▸ **Work to do**
Can you copy every item below word for word, omitting the pictures from your reply?

Coordinate labeling items:
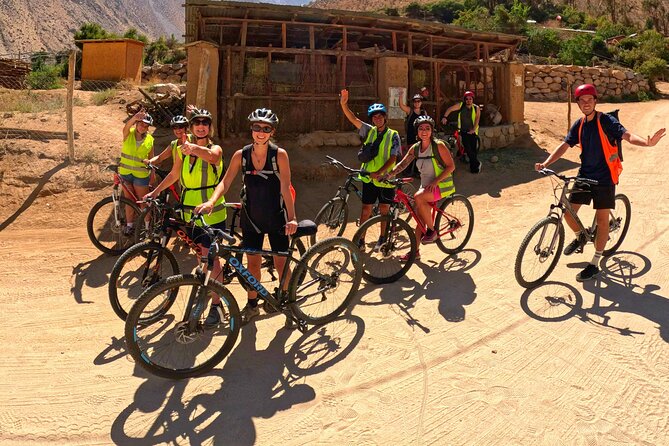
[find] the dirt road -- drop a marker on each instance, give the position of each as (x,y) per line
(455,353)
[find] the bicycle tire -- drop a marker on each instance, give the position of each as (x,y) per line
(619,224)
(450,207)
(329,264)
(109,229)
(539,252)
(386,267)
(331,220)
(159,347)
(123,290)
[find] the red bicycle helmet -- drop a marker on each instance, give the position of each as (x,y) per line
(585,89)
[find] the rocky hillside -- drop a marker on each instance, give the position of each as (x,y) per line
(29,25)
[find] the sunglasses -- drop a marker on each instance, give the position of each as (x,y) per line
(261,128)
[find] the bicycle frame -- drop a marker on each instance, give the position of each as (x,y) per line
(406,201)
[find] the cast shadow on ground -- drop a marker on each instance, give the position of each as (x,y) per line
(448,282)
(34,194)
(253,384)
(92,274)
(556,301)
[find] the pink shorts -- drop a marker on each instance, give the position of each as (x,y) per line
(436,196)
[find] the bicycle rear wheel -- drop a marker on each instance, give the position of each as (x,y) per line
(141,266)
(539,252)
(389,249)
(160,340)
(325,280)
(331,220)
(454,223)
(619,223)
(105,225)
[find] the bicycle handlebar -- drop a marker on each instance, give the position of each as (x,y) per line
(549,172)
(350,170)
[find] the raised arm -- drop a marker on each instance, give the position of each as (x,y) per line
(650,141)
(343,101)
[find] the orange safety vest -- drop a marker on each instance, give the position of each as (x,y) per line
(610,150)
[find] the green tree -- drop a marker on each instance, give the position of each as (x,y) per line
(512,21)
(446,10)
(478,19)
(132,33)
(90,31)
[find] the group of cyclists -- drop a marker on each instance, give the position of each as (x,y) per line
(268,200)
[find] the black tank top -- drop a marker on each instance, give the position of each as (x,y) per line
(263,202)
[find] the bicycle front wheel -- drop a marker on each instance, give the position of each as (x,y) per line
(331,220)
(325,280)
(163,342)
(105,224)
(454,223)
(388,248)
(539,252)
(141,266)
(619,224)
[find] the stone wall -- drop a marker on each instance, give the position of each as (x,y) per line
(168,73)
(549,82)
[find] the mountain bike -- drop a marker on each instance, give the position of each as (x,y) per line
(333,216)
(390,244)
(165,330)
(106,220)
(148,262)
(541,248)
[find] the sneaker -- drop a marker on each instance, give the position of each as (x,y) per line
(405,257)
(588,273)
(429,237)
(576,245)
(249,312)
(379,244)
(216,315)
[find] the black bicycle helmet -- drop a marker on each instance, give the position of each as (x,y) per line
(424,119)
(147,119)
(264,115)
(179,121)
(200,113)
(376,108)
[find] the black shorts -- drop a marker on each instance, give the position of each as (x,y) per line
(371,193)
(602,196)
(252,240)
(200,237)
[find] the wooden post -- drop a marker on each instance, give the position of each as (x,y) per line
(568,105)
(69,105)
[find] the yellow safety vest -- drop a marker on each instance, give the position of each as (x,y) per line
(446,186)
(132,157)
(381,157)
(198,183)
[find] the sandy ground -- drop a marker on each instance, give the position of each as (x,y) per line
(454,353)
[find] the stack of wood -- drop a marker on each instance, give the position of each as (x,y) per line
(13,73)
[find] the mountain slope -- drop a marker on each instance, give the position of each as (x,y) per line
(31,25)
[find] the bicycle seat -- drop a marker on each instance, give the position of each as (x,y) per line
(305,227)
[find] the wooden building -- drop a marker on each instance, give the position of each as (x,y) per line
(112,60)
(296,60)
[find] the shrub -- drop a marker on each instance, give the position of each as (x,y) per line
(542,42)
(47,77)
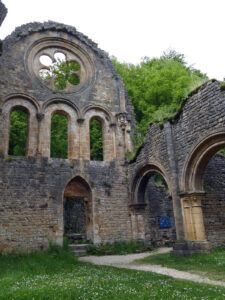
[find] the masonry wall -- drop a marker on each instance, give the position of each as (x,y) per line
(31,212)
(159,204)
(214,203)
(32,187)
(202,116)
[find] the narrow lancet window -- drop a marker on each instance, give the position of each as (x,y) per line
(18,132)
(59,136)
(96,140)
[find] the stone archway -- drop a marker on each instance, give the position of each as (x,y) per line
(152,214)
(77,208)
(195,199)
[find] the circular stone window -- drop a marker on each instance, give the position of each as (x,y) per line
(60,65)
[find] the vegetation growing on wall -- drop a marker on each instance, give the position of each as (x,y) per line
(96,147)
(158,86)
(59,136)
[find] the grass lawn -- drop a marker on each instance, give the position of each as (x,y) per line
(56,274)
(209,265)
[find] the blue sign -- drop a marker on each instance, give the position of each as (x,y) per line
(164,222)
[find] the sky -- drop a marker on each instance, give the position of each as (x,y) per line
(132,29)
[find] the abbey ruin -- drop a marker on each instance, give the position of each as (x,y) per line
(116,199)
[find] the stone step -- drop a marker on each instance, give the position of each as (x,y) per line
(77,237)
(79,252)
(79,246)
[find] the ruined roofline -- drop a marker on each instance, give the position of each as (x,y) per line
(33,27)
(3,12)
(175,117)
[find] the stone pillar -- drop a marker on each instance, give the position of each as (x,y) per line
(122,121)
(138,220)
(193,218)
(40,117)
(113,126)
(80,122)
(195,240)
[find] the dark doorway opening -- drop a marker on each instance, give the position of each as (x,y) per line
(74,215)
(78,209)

▸ **Finished exercise**
[find] the dirt road -- drop a marker on each instance, give the position of each as (x,y) per line
(455,353)
[find] the bicycle tire -- drop a marker on each instance, give the position of each as (x,y) per line
(619,224)
(450,207)
(329,264)
(109,229)
(539,252)
(386,267)
(331,220)
(159,347)
(123,290)
[find] the red bicycle helmet -- drop a marker on each instance, give the position of each as (x,y) per line
(585,89)
[find] the rocky hillside -- drop a marker on each instance, give the position of each as (x,y) per line
(29,25)
[find] the sunglasses -- drop a marker on each instance, give the position of each as (x,y) per line
(261,128)
[find] the bicycle frame -- drop a marker on each instance, give the position of each as (x,y) per line
(406,201)
[find] the cast shadow on ground -- drop a marker on each instance, give the position of each as (x,y) per line
(448,282)
(34,194)
(253,384)
(92,274)
(556,301)
[find] the pink shorts -- drop a marker on each instance, give the position of each as (x,y) per line
(436,196)
[find] the bicycle rear wheel -- drop a marker on each instance, give the position of each as (x,y) per line
(141,266)
(539,252)
(389,249)
(160,340)
(325,280)
(331,220)
(454,223)
(619,223)
(105,225)
[find] the bicycle handlebar -- drop a marker on each instance, give the position of each as (x,y) per line
(549,172)
(350,170)
[find] the raised arm -- drop a marker on each instance, give the position of each as (x,y) per line
(650,141)
(343,101)
[find] the orange safety vest -- drop a marker on each instance, give the position of each as (x,y) per line
(610,150)
[find] the green tree -- drop a marker on each instance, give the position of each as (x,y) per line
(512,21)
(446,10)
(478,19)
(132,33)
(90,31)
[find] the group of cyclists -- drop a marker on each instance, give the position of each as (x,y) per line
(268,200)
[find] the black tank top -- drop a marker on each instance, give the position of each as (x,y) per line
(263,202)
[find] the bicycle front wheel -- drop a marker on each instance, give the position of each as (x,y) per line
(331,220)
(325,280)
(163,342)
(105,224)
(454,223)
(388,248)
(539,252)
(141,266)
(619,224)
[find] the stone wall -- drop a marker on each instance, give the position of each as (x,y) per line
(168,73)
(549,82)
[find] the mountain bike -- drop a marker on each instance, give the position of each as (x,y) per line
(333,216)
(390,244)
(165,330)
(106,220)
(148,262)
(541,248)
[find] the sneaker -- drop a marker on each instance, give the position of each as (x,y) per line
(405,257)
(588,273)
(429,237)
(576,245)
(249,312)
(379,244)
(216,315)
[find] the black bicycle helmet -- drop a marker on each instance, give the position of each as (x,y) per line
(424,119)
(147,119)
(264,115)
(179,121)
(200,113)
(376,108)
[find] the black shorts -- drop a marker on each instance, give the position of each as (x,y) per line
(371,193)
(602,196)
(252,240)
(200,237)
[find] the wooden post -- drop a marker on each instance, give the position of each as (x,y) per line
(568,105)
(69,105)
[find] the yellow safety vest -- drop a marker on each instance, give the position of each as (x,y) per line
(446,186)
(132,157)
(381,157)
(198,183)
[find] the sandy ground -- drop a marker on each instance, give the position of each as (x,y) per line
(454,353)
[find] the stack of wood -- drop a marker on each instance, give the position of each as (x,y) per line
(13,73)
[find] the mountain slope -- drop a marker on each instance, give the position of each as (x,y) per line
(31,25)
[find] the bicycle seat -- drop a marker on each instance, give the position of each as (x,y) per line
(305,227)
[find] the wooden building -- drop a marker on each instance, give the position of each as (x,y) per line
(112,60)
(296,60)
[find] the shrub -- drop a marker on each instance, give the position of each as (x,y) per line
(542,42)
(47,77)
[find] the masonry wall -- drop a marker on each instance, give the position of each as (x,y) per line
(31,212)
(159,204)
(214,203)
(32,187)
(202,116)
[find] the narrow lancet window -- drop a marker on each instance, give the position of each as (x,y) per line
(18,132)
(59,136)
(96,140)
[find] the stone archway -- drop a marker on each instance, give the position of each as (x,y) per line
(152,214)
(77,208)
(195,199)
[find] the circular stone window -- drop a marker on each instance, give the position of each as (x,y) per line
(60,65)
[find] the vegetation growing on wall -- drop a marker on each instance, give the position of each as (x,y) per line
(96,147)
(158,86)
(59,136)
[find] the grass lawn -- drop a marker on each instance, give the position of each as (x,y) per line
(56,274)
(209,265)
[find] the blue sign -- drop a marker on each instance, give the position of each as (x,y) per line
(164,222)
[find] the sky -- drop a marker on each instance, give the position of each as (x,y) per line
(132,29)
[find] the abbey ruin -- drop a marker on each instance, give the position of each as (x,y) per line
(116,199)
[find] the stone step -- drop a marker on each instance, give the position of each as (x,y) per line
(77,237)
(79,252)
(79,246)
[find] the ruined roofline -- drop a marker on each instance, give the position of each as (x,y) per line
(33,27)
(3,12)
(175,117)
[find] the stone pillar -- drop a marker on each instance, give the position of each as (x,y) per line
(122,121)
(138,220)
(193,218)
(40,117)
(113,126)
(80,122)
(195,240)
[find] the dark doorway opening -- drop a marker on each instance, give the position of each as (x,y) per line
(74,215)
(78,209)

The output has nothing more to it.